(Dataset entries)
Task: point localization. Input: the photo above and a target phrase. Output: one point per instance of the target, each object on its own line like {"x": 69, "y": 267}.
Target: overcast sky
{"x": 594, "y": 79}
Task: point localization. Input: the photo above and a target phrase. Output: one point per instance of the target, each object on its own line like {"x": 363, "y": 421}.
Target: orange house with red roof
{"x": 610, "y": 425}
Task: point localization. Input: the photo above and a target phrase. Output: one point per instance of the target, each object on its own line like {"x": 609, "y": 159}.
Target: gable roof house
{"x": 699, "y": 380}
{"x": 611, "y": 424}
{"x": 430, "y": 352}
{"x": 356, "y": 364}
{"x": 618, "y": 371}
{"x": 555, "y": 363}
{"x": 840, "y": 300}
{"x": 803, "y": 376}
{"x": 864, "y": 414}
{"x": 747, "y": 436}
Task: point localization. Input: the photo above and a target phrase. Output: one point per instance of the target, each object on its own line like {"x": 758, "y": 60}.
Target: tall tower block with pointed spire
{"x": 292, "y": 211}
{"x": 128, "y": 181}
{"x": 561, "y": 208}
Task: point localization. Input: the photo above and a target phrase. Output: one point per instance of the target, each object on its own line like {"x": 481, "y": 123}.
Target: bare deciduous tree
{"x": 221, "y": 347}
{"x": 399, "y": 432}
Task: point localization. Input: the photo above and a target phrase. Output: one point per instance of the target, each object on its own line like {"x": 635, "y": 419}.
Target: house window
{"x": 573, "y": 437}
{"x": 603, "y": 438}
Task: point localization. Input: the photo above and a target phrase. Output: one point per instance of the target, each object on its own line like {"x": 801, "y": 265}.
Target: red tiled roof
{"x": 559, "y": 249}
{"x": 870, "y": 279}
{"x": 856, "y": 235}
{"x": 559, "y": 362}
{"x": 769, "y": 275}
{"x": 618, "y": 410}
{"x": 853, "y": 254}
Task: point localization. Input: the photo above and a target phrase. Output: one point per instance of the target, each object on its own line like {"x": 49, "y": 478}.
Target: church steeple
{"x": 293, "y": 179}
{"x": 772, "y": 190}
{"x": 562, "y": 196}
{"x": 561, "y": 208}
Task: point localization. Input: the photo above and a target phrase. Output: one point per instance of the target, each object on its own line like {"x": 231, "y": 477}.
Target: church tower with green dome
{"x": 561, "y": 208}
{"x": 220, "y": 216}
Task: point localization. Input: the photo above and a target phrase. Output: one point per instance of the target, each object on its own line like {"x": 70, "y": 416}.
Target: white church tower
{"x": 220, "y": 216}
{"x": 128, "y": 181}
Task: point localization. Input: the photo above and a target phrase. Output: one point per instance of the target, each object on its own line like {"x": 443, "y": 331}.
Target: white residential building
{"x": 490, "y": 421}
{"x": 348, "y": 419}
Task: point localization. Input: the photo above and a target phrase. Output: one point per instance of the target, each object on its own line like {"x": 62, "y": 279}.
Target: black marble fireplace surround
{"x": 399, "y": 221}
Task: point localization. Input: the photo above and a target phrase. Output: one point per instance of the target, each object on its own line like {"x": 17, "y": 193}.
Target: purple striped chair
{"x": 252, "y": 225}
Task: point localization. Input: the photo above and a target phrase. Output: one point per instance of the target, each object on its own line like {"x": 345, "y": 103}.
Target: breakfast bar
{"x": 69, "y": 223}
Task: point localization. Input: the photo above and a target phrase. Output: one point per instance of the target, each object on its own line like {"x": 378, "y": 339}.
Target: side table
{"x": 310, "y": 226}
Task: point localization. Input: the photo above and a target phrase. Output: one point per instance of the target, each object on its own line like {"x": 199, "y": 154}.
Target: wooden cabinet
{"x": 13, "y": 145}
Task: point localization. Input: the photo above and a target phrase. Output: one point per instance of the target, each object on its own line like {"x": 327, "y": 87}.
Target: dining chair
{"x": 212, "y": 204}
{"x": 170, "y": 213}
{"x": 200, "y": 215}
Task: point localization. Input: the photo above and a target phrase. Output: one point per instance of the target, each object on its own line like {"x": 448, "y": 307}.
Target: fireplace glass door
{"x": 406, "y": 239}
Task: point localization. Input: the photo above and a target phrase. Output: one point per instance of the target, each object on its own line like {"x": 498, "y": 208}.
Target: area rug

● **Work item**: Reproduce the entries above exactly, every line included.

● **Response to the exercise**:
Task: point localization. Input: the photo above and a target phrase. Output: one point per instance of the target, each object on its own line like {"x": 69, "y": 267}.
Target: overcast sky
{"x": 594, "y": 79}
Task: point localization. Input: the photo above and a target phrase. Output: one point per instance of the target, each object on its own line like {"x": 363, "y": 421}.
Target: orange house with red roof
{"x": 610, "y": 425}
Task: point localization. Input: the photo above and a target phrase. Output: one point per instance of the target, each object on its own line like {"x": 609, "y": 159}.
Target: gable roof house
{"x": 699, "y": 380}
{"x": 611, "y": 424}
{"x": 430, "y": 352}
{"x": 356, "y": 364}
{"x": 618, "y": 371}
{"x": 555, "y": 363}
{"x": 840, "y": 300}
{"x": 803, "y": 376}
{"x": 864, "y": 414}
{"x": 747, "y": 436}
Task: point localization. Input: the photo above and a target phrase. Output: one point per instance of the target, each object on its own line like {"x": 758, "y": 60}.
Target: tall tower block with pointed spire
{"x": 292, "y": 211}
{"x": 128, "y": 181}
{"x": 561, "y": 208}
Task: point localization. Input: the photo above and a target phrase. Output: one point per instance of the target, each object on its own line like {"x": 481, "y": 123}.
Target: bare deciduous tree
{"x": 221, "y": 347}
{"x": 399, "y": 432}
Task: point localization. Input: the photo above and a target phrase. Output: one point per instance of the target, each object on its own line like {"x": 635, "y": 419}.
Target: house window
{"x": 573, "y": 437}
{"x": 603, "y": 438}
Task: point localization. Input: the photo above and a target phrase. Output: one point per instance of the target, each object on its own line like {"x": 801, "y": 265}.
Target: red tiled roof
{"x": 559, "y": 249}
{"x": 870, "y": 279}
{"x": 856, "y": 235}
{"x": 559, "y": 362}
{"x": 769, "y": 275}
{"x": 618, "y": 410}
{"x": 853, "y": 254}
Task: point localization. Input: the photo above and a target phrase. Output: one point per instance of the target, each object on its own line like {"x": 49, "y": 478}.
Target: church steeple
{"x": 293, "y": 179}
{"x": 772, "y": 190}
{"x": 562, "y": 196}
{"x": 561, "y": 208}
Task: point localization. Input: the photo above and a target phrase. Output: one point per instance of the target, each object on its own line like {"x": 231, "y": 477}.
Target: church tower with green dome
{"x": 561, "y": 208}
{"x": 220, "y": 216}
Task: point localization. Input: the photo above and a target phrase. Output: one point per instance of the target, each object on its own line like {"x": 70, "y": 416}.
Target: white church tower
{"x": 220, "y": 216}
{"x": 128, "y": 181}
Task: point localization. Input: the photo above and a target phrase. Output: one point per instance of the target, each object on its own line like {"x": 443, "y": 331}.
Target: white residential building
{"x": 490, "y": 421}
{"x": 348, "y": 419}
Task: point localization. Input: the photo above and a target phrase. Output: one point per instance of the target, each object on its own line like {"x": 62, "y": 279}.
Target: black marble fireplace surround
{"x": 399, "y": 221}
Task: point localization. Input: the photo above and a target phrase. Output: one point per instance of the target, each object on its own line like {"x": 17, "y": 193}.
Target: purple striped chair
{"x": 252, "y": 225}
Task: point localization. Input: the photo above and a target phrase. Output: one point per instance of the target, each object on its own line like {"x": 345, "y": 103}.
Target: breakfast bar
{"x": 69, "y": 223}
Task: point localization. Input: the photo above and a target phrase. Output: one point per instance of the target, each object on its own line like {"x": 378, "y": 339}.
Target: side table
{"x": 310, "y": 226}
Task: point localization. Input: the photo above and a target phrase. Output: one point per instance of the target, each object on its own line like {"x": 199, "y": 154}.
Target: wooden cabinet
{"x": 13, "y": 145}
Task: point localization. Input: the photo above and a target phrase. Output: one point per instance of the target, each object on its own line like {"x": 327, "y": 87}.
Target: dining chair
{"x": 212, "y": 204}
{"x": 170, "y": 213}
{"x": 200, "y": 215}
Task: point localization. Input: the photo above and a target phrase. Output: one point per instance of the target, each object on its own line like {"x": 448, "y": 307}.
Target: fireplace glass door
{"x": 406, "y": 239}
Task: point localization. Input: the photo above and a target phrase. Output: one point per instance of the target, each object on its own line like {"x": 498, "y": 208}.
Target: area rug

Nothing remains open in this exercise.